**과제 설명**
아래 레코드에서 "alarm" 문자열이 들어 있는 줄을 모두 찾아 그대로 옮기시오. 대소문자를 구분한다.

**처리 대상 자료**
━━━━━━━━

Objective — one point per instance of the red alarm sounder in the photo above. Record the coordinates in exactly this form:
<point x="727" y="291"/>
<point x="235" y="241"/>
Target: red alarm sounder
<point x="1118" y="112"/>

━━━━━━━━

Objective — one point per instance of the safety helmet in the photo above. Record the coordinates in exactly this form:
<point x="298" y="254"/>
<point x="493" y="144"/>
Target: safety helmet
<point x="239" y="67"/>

━━━━━━━━

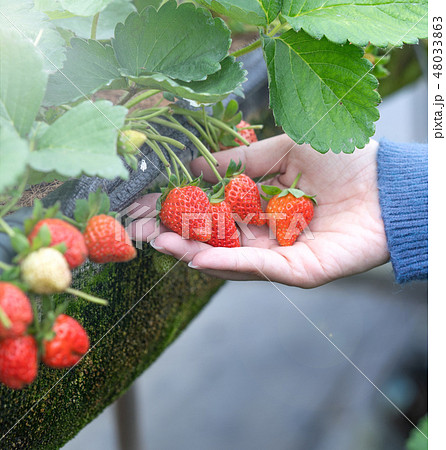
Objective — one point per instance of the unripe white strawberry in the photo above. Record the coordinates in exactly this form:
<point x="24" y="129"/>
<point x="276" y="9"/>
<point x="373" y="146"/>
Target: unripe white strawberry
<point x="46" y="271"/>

━━━━━━━━

**작성 풀이**
Objective — one point per instance of the red alarm sounder in the photo above. Record the coordinates in exactly this form:
Target: red alarm sounder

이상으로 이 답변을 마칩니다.